### DIRECTIONS
Below are some records. Return exactly the lines from the one containing "Put a dot on the dark" through the one containing "Put a dot on the lichen-covered", both included, and only those.

### DATA FOR REVIEW
+++

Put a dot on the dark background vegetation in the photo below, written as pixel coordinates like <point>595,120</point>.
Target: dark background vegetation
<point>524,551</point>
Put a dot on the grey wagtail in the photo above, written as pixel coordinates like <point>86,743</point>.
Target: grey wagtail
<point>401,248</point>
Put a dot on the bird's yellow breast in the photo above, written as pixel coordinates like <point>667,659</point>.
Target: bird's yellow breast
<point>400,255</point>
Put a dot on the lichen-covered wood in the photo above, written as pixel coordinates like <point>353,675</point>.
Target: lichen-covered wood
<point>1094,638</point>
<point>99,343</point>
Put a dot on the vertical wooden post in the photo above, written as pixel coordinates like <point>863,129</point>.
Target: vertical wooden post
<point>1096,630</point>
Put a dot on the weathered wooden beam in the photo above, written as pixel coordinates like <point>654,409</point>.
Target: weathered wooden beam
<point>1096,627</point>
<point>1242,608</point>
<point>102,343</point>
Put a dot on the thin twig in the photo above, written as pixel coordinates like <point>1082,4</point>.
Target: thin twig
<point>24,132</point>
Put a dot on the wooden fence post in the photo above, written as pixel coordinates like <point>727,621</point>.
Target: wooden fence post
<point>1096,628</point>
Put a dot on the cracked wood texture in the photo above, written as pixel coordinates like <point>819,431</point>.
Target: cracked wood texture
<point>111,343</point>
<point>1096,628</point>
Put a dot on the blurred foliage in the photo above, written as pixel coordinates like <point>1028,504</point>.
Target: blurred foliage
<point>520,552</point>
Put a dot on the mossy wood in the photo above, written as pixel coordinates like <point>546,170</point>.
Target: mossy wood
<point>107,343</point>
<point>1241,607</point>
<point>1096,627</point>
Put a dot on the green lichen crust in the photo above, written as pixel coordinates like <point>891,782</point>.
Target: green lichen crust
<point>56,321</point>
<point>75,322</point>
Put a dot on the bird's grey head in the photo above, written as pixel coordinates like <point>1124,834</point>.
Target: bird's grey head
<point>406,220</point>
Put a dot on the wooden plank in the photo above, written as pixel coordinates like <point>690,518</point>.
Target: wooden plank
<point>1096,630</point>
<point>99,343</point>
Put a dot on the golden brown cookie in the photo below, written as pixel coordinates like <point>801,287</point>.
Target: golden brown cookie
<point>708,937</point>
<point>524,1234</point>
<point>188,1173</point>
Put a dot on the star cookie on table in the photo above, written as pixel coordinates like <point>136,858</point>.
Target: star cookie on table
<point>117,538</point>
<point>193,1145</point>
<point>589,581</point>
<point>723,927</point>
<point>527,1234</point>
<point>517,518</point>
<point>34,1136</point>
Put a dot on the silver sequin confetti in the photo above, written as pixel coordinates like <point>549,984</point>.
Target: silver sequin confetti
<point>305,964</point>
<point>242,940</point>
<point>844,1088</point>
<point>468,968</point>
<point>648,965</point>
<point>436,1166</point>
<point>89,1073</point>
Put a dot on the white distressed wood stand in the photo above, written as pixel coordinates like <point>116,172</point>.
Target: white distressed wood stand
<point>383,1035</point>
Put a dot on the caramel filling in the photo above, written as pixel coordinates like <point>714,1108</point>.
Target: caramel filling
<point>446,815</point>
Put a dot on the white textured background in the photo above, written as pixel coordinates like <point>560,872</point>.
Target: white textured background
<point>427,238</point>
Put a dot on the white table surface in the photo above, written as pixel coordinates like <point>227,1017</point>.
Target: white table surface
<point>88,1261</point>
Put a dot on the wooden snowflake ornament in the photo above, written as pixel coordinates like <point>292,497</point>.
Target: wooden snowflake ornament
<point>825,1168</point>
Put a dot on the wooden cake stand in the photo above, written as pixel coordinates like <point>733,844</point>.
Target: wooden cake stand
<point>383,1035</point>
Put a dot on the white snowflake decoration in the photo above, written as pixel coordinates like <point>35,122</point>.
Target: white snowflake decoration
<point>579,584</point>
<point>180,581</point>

+++

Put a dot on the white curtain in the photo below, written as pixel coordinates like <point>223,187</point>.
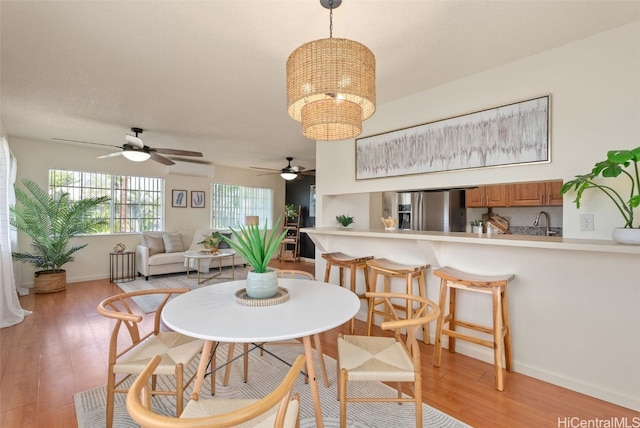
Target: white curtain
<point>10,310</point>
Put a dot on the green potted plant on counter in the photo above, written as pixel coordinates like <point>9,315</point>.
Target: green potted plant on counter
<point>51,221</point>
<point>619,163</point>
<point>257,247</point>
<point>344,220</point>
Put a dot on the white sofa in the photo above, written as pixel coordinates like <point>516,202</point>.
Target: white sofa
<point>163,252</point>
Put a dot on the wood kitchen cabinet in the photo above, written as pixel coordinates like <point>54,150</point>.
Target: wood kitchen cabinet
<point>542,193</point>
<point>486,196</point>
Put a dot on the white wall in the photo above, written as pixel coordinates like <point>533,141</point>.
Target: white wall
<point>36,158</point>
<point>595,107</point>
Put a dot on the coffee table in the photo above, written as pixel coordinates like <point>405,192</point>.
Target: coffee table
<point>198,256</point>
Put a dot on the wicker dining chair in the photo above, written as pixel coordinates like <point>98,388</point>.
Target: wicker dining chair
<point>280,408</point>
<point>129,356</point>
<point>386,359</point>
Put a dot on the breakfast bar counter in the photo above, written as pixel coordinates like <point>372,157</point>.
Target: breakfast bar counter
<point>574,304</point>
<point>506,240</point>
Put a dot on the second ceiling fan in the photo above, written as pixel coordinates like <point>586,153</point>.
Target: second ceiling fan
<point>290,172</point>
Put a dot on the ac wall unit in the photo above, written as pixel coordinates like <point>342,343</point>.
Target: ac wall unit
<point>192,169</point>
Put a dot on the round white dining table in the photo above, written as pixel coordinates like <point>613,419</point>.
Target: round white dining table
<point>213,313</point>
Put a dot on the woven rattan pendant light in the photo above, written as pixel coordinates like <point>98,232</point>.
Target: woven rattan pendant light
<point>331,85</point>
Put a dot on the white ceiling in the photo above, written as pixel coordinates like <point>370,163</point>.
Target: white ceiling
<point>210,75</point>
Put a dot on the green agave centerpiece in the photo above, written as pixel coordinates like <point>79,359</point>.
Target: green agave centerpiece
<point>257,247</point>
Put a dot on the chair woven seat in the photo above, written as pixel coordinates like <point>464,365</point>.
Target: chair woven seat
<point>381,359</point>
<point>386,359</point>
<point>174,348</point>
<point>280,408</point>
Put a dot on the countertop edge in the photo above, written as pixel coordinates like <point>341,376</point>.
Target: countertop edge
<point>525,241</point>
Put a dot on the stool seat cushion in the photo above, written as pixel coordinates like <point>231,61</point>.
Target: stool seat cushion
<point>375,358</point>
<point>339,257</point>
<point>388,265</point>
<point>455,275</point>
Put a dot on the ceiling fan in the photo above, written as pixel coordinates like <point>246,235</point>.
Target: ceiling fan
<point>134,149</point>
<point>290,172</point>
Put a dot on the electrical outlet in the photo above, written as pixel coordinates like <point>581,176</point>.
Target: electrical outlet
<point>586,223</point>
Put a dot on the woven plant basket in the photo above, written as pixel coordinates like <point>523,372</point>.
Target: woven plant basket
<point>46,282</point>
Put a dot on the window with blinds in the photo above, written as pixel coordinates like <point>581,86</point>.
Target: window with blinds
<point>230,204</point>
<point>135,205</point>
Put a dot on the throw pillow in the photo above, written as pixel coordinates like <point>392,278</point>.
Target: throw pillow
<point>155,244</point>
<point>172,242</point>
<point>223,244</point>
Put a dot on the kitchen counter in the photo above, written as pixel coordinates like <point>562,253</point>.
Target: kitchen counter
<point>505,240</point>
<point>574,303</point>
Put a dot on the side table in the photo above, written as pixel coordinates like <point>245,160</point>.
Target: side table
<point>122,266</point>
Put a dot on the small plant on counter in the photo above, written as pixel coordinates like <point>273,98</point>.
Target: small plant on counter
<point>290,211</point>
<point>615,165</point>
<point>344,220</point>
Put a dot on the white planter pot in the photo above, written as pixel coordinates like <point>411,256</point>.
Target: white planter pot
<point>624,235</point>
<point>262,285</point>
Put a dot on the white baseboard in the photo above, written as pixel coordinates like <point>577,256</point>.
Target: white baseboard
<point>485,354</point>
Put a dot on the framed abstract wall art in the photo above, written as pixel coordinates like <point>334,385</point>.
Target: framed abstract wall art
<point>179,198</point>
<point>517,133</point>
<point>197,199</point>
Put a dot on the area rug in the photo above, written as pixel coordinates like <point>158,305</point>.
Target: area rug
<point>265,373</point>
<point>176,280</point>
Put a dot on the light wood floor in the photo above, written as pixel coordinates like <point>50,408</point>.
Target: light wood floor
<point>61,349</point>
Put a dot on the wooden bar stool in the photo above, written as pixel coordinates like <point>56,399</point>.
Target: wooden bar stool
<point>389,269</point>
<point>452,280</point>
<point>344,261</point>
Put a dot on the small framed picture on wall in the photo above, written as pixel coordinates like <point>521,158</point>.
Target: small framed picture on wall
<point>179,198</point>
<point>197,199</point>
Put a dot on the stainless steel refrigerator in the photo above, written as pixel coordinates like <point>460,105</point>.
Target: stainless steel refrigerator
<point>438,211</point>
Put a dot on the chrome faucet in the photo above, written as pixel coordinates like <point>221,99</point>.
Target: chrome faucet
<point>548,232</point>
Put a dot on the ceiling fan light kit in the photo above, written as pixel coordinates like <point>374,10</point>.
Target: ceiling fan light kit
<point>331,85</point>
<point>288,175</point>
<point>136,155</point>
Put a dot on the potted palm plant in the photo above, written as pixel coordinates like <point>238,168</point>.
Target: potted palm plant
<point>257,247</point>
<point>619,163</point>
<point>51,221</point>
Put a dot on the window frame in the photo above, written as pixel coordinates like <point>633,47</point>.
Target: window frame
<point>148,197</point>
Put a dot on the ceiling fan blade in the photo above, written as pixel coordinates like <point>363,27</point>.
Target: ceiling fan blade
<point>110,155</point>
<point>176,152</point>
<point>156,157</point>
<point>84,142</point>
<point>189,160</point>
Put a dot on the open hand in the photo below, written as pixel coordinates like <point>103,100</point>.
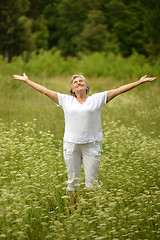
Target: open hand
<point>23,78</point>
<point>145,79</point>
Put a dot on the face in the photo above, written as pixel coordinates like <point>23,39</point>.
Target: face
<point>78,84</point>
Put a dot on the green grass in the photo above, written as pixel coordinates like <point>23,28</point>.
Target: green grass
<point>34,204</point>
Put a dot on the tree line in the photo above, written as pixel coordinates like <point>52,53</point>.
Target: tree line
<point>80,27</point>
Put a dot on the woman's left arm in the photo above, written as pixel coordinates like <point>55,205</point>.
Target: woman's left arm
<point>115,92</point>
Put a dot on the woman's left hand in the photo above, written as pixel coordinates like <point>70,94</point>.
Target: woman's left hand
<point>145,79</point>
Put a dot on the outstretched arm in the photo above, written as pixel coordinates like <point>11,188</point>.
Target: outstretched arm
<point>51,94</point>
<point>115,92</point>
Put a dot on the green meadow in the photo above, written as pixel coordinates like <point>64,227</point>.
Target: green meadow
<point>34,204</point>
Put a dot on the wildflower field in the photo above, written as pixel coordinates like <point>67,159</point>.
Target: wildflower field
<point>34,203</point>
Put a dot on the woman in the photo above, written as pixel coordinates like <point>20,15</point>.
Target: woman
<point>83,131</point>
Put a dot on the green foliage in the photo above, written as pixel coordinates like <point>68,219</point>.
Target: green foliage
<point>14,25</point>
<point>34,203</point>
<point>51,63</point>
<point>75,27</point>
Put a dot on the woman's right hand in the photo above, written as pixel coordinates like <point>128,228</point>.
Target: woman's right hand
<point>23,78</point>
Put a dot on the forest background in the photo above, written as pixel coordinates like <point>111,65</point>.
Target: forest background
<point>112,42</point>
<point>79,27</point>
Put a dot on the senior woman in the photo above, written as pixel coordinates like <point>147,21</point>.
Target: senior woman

+++

### WRITTEN RESPONSE
Put a dot on the dark background vegetation in the photo below, written as pixel coordinates like <point>595,120</point>.
Target: dark background vegetation
<point>524,551</point>
Put a dot on the grey wagtail in the photo above, written as pixel coordinates like <point>86,743</point>.
Target: grey wagtail
<point>401,248</point>
Put a dot on the bird's yellow breast in the photo above, written as pixel coordinates like <point>667,659</point>.
Target: bird's yellow breast
<point>400,255</point>
Put a dot on the lichen-covered wood in the photo above, written as pixel coordinates like <point>353,675</point>.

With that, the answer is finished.